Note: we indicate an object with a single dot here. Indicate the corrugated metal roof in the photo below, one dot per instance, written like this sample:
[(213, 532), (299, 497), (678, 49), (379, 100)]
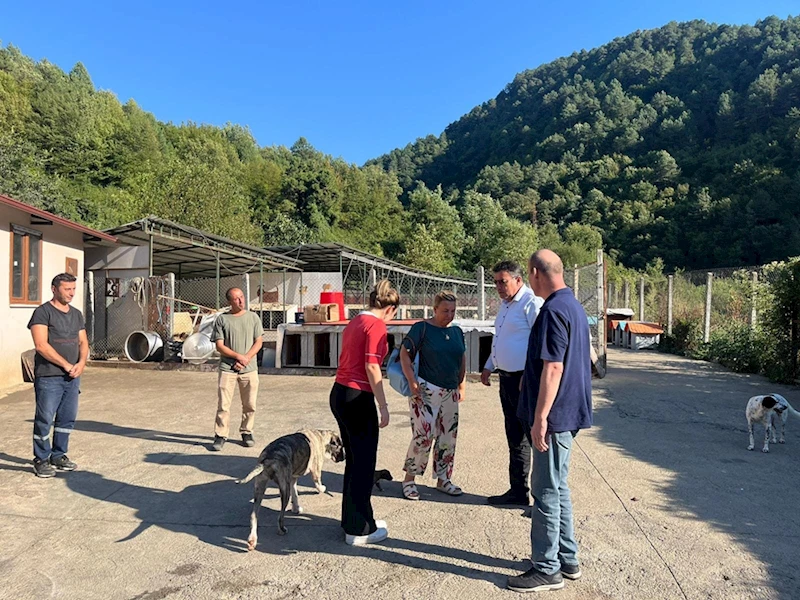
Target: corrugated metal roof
[(193, 253), (55, 219), (333, 257), (644, 328)]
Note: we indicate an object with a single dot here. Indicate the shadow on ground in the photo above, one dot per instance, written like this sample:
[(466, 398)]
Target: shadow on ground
[(218, 513), (688, 417)]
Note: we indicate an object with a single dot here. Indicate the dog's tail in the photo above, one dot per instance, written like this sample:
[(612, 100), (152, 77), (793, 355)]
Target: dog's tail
[(252, 474), (792, 410)]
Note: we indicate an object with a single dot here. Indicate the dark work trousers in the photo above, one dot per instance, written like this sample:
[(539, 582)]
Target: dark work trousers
[(517, 435), (56, 405), (358, 424)]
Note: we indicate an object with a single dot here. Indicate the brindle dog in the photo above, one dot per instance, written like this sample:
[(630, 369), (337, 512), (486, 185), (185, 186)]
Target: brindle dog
[(283, 461)]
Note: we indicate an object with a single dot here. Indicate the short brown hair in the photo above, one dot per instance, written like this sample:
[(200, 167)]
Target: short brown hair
[(384, 295), (443, 296), (63, 278)]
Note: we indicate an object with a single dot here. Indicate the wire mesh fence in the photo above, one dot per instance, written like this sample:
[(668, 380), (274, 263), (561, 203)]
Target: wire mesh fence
[(588, 283), (116, 307), (173, 308)]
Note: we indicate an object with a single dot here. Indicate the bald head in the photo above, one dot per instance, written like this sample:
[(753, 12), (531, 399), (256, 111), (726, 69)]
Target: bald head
[(546, 273), (547, 262)]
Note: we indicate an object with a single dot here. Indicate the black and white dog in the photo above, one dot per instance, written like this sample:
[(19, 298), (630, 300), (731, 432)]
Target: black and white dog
[(768, 410)]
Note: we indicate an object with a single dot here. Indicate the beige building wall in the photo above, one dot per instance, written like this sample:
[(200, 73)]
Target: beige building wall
[(58, 244)]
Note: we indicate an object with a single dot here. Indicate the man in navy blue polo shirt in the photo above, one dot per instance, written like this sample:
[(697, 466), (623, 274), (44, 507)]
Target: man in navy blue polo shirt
[(556, 401)]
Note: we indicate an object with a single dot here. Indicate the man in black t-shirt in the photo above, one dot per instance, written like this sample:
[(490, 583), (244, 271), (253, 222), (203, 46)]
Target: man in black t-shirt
[(555, 403), (59, 334)]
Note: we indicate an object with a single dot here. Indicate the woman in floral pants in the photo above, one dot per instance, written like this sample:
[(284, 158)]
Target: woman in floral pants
[(436, 393)]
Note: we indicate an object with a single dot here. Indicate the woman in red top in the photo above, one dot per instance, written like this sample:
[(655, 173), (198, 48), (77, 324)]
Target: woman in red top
[(358, 385)]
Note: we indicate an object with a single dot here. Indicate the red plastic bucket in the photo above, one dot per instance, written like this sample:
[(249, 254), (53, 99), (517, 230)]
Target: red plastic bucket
[(334, 298)]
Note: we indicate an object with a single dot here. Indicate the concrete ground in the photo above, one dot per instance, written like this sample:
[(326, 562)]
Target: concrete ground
[(669, 504)]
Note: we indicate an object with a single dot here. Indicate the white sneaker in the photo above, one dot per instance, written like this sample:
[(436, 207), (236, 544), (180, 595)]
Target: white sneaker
[(376, 536)]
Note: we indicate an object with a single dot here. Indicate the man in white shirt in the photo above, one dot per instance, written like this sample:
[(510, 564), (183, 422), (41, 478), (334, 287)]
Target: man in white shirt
[(512, 327)]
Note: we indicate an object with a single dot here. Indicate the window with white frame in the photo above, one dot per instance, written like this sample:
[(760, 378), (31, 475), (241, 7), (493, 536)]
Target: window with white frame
[(26, 266)]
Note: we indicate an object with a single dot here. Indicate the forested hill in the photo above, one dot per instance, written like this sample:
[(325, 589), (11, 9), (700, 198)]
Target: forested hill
[(681, 142)]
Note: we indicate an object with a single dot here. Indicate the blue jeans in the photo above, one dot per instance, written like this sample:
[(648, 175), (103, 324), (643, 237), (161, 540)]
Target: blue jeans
[(56, 404), (552, 533)]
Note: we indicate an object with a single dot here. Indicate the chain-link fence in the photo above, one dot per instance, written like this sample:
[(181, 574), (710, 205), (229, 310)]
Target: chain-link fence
[(116, 307), (683, 298), (172, 308), (589, 289)]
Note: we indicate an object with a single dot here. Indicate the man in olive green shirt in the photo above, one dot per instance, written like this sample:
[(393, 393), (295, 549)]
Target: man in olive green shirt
[(237, 335)]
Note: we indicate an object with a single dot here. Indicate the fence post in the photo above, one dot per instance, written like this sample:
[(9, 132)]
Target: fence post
[(246, 290), (601, 312), (707, 324), (576, 281), (481, 293), (217, 304), (90, 305), (171, 306), (753, 315), (641, 298), (669, 303)]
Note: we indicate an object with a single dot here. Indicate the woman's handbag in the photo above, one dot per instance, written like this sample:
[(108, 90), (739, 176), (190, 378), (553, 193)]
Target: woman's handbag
[(394, 368)]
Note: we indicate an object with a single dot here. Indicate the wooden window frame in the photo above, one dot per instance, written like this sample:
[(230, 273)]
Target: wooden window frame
[(27, 235)]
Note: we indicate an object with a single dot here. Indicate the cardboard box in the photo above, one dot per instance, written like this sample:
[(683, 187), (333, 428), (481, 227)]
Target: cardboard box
[(321, 313)]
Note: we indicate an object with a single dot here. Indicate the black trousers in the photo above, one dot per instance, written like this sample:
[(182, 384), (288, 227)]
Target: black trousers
[(358, 425), (517, 435)]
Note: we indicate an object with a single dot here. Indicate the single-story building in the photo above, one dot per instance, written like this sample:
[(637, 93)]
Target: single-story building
[(37, 246)]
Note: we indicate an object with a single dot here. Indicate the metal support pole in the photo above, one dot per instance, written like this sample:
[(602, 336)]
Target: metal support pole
[(302, 292), (601, 311), (754, 292), (218, 282), (261, 291), (481, 294), (89, 308), (670, 279), (707, 324), (151, 254), (576, 280), (641, 298)]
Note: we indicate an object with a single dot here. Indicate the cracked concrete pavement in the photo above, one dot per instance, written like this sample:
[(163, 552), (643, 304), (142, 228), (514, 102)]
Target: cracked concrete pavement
[(668, 502)]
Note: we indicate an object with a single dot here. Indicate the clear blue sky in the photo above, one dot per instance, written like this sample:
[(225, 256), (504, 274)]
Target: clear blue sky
[(357, 79)]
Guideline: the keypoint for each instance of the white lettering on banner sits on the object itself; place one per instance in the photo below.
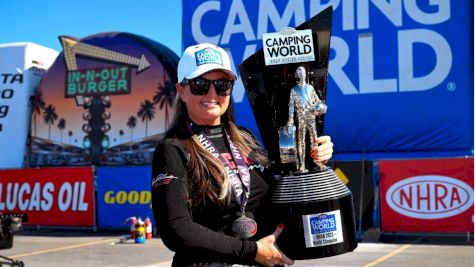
(355, 16)
(237, 12)
(7, 93)
(430, 197)
(69, 199)
(36, 199)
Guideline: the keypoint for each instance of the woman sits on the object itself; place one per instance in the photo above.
(209, 181)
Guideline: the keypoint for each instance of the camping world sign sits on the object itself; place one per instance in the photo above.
(288, 46)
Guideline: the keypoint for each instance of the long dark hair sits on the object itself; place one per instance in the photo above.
(202, 166)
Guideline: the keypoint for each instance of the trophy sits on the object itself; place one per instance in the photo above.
(286, 84)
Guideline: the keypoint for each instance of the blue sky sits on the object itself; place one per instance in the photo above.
(41, 22)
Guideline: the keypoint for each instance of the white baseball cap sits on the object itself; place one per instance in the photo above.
(202, 58)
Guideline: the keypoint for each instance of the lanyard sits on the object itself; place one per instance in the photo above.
(240, 179)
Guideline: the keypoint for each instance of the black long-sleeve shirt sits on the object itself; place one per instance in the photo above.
(202, 233)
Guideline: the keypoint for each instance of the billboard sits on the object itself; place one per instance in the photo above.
(106, 100)
(123, 192)
(49, 196)
(22, 66)
(400, 72)
(432, 195)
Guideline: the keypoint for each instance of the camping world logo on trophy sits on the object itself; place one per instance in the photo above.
(286, 85)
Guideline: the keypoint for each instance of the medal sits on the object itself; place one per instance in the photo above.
(244, 227)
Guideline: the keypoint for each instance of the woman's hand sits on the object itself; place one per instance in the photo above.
(268, 254)
(322, 150)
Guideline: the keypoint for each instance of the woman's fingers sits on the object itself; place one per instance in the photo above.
(282, 258)
(278, 230)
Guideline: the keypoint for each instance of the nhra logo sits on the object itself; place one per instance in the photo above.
(208, 55)
(430, 197)
(323, 223)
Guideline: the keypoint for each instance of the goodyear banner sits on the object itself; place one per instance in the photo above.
(427, 195)
(49, 196)
(22, 66)
(123, 192)
(400, 71)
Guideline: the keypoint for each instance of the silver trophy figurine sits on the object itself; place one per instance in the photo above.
(305, 106)
(287, 93)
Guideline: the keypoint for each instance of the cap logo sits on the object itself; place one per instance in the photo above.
(208, 55)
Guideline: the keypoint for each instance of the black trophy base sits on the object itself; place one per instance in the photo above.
(314, 228)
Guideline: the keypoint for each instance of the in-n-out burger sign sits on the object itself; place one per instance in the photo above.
(430, 197)
(42, 197)
(288, 46)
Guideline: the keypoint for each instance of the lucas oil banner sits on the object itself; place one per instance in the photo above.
(433, 195)
(22, 66)
(123, 192)
(400, 71)
(49, 196)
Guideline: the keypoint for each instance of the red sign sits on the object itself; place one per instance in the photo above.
(49, 196)
(434, 195)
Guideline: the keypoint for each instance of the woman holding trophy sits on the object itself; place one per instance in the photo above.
(210, 184)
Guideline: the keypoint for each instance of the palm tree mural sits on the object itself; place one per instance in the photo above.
(70, 134)
(131, 123)
(165, 95)
(146, 112)
(49, 116)
(121, 133)
(61, 126)
(38, 107)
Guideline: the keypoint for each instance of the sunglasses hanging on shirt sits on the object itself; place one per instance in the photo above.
(200, 86)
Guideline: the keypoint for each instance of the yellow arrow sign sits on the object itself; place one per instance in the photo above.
(72, 48)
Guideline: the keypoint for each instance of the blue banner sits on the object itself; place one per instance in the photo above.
(401, 71)
(123, 192)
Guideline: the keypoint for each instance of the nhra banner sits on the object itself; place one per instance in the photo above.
(400, 71)
(22, 66)
(427, 195)
(123, 192)
(50, 196)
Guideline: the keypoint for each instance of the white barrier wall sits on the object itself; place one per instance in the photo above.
(22, 66)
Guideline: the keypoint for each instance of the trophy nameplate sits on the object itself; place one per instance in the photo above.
(286, 85)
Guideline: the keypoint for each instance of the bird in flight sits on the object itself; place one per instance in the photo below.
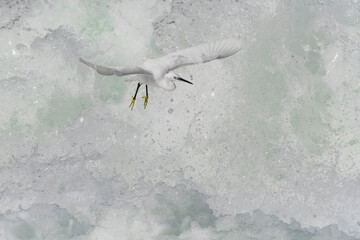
(159, 72)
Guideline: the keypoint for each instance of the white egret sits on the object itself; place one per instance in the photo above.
(158, 72)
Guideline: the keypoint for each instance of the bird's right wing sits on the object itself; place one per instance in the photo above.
(123, 71)
(200, 54)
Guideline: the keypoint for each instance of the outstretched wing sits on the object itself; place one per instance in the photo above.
(122, 71)
(200, 54)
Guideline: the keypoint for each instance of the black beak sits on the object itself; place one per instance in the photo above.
(181, 79)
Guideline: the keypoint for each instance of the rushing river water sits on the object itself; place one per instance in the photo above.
(264, 145)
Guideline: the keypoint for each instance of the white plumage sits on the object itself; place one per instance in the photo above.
(158, 72)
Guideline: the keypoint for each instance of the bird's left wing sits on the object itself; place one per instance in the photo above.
(122, 71)
(200, 54)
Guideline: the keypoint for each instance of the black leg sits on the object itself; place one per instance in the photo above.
(137, 89)
(146, 98)
(134, 97)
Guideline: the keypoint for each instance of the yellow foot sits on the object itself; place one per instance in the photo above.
(132, 103)
(145, 102)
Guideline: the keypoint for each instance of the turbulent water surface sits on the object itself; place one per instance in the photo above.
(264, 145)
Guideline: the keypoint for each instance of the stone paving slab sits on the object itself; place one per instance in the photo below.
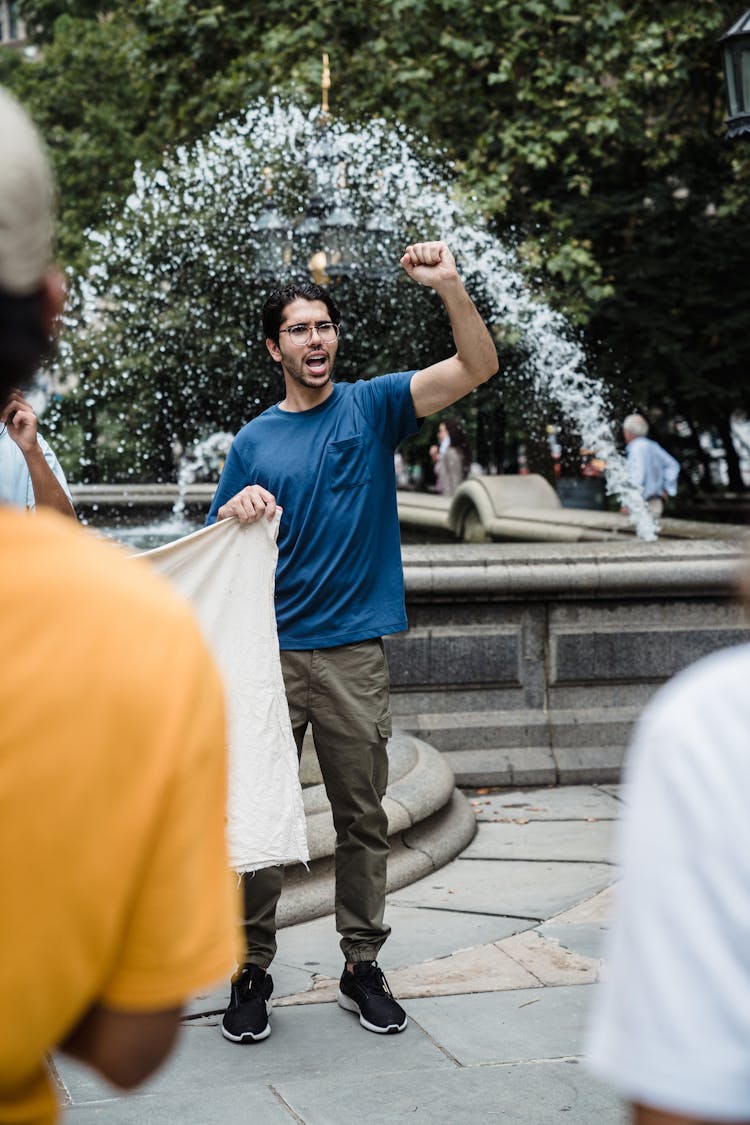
(231, 1106)
(569, 802)
(416, 936)
(306, 1042)
(535, 1094)
(569, 840)
(598, 909)
(549, 962)
(585, 938)
(518, 889)
(527, 1024)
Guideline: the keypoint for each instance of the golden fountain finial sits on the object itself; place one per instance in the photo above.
(325, 84)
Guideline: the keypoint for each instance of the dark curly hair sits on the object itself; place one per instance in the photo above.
(278, 300)
(25, 341)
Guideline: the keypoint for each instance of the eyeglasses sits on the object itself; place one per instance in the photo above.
(301, 334)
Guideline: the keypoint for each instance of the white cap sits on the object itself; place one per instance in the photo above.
(26, 201)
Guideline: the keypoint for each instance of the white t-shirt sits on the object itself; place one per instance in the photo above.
(671, 1027)
(15, 480)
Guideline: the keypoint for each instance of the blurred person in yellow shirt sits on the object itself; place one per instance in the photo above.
(114, 880)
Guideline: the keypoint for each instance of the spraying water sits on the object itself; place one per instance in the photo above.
(174, 291)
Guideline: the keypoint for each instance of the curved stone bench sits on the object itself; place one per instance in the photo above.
(428, 822)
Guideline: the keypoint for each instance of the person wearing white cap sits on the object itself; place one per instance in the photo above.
(116, 896)
(30, 474)
(651, 468)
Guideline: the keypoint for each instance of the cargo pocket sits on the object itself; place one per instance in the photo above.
(348, 464)
(386, 726)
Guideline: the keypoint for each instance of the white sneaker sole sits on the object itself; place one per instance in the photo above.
(250, 1036)
(349, 1005)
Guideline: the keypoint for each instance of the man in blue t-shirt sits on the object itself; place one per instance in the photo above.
(325, 456)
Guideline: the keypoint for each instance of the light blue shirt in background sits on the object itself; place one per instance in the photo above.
(651, 468)
(15, 480)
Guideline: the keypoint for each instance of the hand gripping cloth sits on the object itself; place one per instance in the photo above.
(227, 573)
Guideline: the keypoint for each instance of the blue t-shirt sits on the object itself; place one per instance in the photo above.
(331, 468)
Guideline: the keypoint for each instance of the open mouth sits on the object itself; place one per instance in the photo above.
(316, 362)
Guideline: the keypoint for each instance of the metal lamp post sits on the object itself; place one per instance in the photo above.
(735, 52)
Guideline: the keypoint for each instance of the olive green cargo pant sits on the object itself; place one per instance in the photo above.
(344, 694)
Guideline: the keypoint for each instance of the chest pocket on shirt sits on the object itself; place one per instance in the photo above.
(348, 462)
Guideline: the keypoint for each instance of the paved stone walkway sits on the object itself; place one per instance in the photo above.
(495, 956)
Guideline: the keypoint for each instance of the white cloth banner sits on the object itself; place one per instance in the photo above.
(227, 573)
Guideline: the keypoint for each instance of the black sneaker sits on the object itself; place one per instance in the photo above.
(366, 990)
(246, 1018)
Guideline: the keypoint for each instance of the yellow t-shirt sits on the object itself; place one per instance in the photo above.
(114, 876)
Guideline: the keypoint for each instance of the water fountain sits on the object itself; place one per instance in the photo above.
(180, 275)
(524, 664)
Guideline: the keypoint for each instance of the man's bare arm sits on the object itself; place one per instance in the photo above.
(249, 504)
(47, 489)
(435, 387)
(125, 1046)
(21, 423)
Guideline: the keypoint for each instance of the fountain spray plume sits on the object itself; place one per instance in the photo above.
(172, 300)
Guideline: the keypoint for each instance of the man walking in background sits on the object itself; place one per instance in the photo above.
(651, 468)
(325, 455)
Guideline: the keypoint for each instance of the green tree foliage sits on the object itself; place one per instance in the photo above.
(589, 131)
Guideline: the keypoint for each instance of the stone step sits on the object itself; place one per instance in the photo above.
(536, 765)
(512, 729)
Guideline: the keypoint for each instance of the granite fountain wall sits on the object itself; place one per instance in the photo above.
(527, 664)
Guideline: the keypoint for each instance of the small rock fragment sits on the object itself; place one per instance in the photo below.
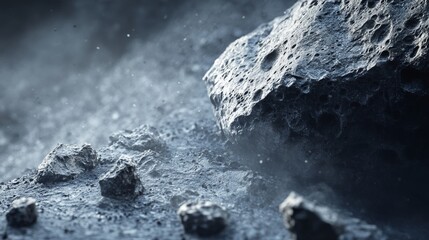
(65, 162)
(122, 181)
(310, 222)
(140, 139)
(203, 218)
(23, 212)
(332, 72)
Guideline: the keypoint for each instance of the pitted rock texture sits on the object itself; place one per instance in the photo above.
(140, 139)
(203, 218)
(122, 181)
(308, 221)
(23, 212)
(65, 162)
(329, 69)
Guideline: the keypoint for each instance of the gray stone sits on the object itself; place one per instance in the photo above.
(307, 221)
(329, 69)
(122, 181)
(203, 218)
(140, 139)
(23, 212)
(65, 162)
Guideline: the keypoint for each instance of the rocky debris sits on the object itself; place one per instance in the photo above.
(310, 222)
(329, 69)
(140, 139)
(203, 218)
(65, 162)
(23, 212)
(122, 181)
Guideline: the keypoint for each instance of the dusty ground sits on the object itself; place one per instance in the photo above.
(78, 72)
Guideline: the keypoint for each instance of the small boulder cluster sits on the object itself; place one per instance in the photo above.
(23, 212)
(121, 181)
(307, 221)
(203, 218)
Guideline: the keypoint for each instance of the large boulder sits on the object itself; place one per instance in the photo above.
(330, 69)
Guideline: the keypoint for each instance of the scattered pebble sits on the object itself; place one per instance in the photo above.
(23, 213)
(65, 162)
(203, 218)
(122, 181)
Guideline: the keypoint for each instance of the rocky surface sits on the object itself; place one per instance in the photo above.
(23, 212)
(122, 181)
(344, 74)
(87, 70)
(203, 218)
(66, 162)
(311, 222)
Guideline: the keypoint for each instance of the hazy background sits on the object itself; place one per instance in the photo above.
(77, 71)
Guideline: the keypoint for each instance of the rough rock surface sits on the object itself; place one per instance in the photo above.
(140, 139)
(122, 181)
(23, 212)
(203, 218)
(310, 222)
(330, 69)
(65, 162)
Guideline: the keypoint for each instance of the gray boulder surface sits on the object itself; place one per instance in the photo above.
(122, 180)
(329, 70)
(140, 139)
(307, 221)
(23, 212)
(65, 162)
(203, 218)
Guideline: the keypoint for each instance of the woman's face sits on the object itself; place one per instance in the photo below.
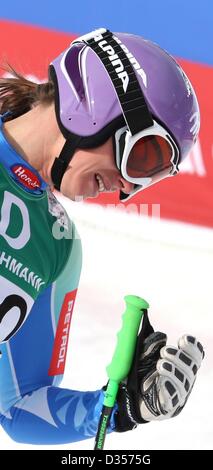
(93, 171)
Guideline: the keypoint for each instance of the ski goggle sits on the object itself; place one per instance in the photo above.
(147, 157)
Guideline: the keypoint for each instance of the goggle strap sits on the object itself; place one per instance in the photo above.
(62, 161)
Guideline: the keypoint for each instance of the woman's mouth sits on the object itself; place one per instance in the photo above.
(101, 186)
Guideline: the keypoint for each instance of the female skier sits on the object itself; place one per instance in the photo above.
(118, 113)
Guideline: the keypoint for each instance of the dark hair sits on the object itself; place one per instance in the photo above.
(18, 94)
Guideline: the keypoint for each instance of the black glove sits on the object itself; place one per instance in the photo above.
(160, 379)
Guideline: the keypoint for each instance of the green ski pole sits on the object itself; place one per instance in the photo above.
(121, 361)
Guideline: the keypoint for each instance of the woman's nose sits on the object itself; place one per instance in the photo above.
(127, 187)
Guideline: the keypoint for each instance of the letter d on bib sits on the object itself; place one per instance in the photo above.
(24, 236)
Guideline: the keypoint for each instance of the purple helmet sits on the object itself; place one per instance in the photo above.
(88, 108)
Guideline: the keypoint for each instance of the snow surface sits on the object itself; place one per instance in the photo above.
(169, 264)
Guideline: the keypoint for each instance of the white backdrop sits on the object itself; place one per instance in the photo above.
(170, 265)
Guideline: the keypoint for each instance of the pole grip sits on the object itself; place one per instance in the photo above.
(121, 362)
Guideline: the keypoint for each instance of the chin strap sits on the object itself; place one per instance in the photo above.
(62, 161)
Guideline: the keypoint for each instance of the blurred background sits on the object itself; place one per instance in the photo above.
(165, 252)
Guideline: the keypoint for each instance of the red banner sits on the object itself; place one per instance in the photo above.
(59, 353)
(188, 196)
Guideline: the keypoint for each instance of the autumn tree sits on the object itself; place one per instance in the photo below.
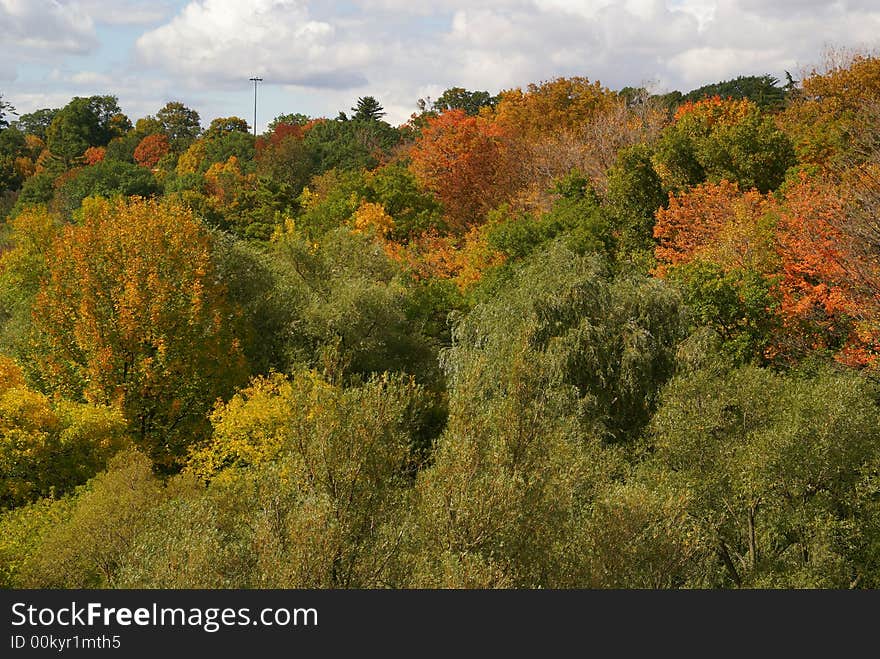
== == ==
▶ **PROMPT**
Restate exactly, please, only the lines between the start of the data and the line containing "[(19, 298), (630, 300), (731, 432)]", both ends included, skipping the pictures.

▶ **SOLUTION TO THIS TASK**
Note: we indicate an object with a single dot here. Indicate the corrugated metal roof in the photo below, one dot per instance, written like this sample:
[(213, 532), (299, 497), (678, 49), (379, 100)]
Target: corrugated metal roof
[(193, 253), (55, 219), (333, 257), (644, 328)]
Note: we indicate an object with a single dot here. Indicate the shadow on ground in the photo above, one dot per instance, written like this sample:
[(466, 398)]
Target: shadow on ground
[(218, 513), (688, 417)]
Note: we indicate an object with a single dot here. Indicate the dog's tail in the photo above, one dot per instance, written like this sample:
[(612, 100), (152, 77), (793, 355)]
Target: dog's tail
[(252, 474), (792, 410)]
Note: we indicate an object with a single dot here. Indicate the dark work trousers in the photo above, one dot per instance, written like this sample:
[(539, 582)]
Target: dark work trousers
[(517, 435), (56, 405), (358, 424)]
Note: we indicate an object with a single dot here. Indicate the brindle dog in the photo above, one dot per instance, written like this sample:
[(630, 369), (337, 512), (486, 185), (185, 186)]
Target: brindle dog
[(283, 461)]
Note: we indicate an object with a single dot here. Indicate the short brown hair in the photo above, one dot per instance, written like this sample:
[(200, 167)]
Target: short brown hair
[(384, 295), (443, 296), (63, 278)]
Note: we indicate an object with a single dot here. Indicate the wire mesh fence in the photo above, one dot per instance, written like this sample:
[(668, 380), (274, 263), (561, 203)]
Target: wire mesh fence
[(588, 283), (116, 307), (173, 308)]
Note: we indicate an object with a single dot here. Indicate the bald head in the photo above, one dot per instance, written like this sample:
[(753, 12), (531, 399), (256, 111), (726, 69)]
Target: bald head
[(546, 273), (547, 262)]
Note: we indicate an object with a single dot here. Indicate the black and white dog in the photo above, one dot per instance, written like this sample:
[(19, 298), (630, 300), (731, 432)]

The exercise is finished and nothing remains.